**** Material for this exercise

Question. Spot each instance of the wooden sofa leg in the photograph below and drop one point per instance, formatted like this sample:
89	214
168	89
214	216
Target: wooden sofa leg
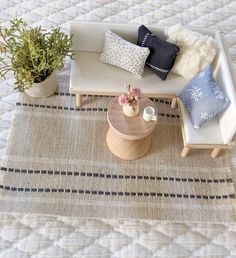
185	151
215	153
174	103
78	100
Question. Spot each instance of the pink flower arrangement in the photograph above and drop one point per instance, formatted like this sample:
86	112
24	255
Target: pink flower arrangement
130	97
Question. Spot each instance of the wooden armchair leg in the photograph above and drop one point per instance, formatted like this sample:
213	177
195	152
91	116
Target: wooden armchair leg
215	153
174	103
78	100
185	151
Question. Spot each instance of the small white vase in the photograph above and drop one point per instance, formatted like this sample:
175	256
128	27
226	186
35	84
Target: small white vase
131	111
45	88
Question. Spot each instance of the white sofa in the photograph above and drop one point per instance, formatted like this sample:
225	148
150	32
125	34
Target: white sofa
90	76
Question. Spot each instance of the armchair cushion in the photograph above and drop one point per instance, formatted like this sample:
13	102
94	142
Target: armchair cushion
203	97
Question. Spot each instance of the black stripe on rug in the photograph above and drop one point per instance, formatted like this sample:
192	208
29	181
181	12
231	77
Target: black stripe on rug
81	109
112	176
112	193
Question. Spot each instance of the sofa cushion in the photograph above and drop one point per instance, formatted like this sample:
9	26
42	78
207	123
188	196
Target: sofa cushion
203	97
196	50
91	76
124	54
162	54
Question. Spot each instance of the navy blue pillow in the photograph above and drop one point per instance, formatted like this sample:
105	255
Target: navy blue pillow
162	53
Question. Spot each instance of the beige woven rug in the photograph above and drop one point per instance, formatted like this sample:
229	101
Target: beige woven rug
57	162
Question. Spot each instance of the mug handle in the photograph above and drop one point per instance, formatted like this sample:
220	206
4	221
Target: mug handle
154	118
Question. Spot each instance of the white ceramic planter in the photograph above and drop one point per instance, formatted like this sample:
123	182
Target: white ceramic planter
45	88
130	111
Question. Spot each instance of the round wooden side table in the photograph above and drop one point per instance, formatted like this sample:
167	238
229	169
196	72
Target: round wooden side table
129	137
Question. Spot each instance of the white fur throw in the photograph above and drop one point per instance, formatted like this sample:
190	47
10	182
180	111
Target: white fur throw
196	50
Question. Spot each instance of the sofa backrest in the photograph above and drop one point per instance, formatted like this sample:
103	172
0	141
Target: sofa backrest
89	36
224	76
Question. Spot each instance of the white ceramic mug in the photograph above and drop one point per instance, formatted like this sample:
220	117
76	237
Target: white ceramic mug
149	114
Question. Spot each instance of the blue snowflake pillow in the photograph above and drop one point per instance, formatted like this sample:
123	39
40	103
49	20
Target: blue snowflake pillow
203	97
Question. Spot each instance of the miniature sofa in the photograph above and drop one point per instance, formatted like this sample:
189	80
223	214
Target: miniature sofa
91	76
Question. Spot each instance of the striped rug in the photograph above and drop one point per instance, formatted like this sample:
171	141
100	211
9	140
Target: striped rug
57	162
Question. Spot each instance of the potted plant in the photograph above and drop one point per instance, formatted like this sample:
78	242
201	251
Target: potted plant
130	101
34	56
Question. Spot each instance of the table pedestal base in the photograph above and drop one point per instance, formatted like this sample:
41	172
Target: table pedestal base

********

# Exercise instructions
Could you copy each line of the material that holds "base"?

# Solved problem
Question. Spot each instance of the table pedestal base in the photograph above and drop one point per instance, formatted like this sample:
Target: table pedestal base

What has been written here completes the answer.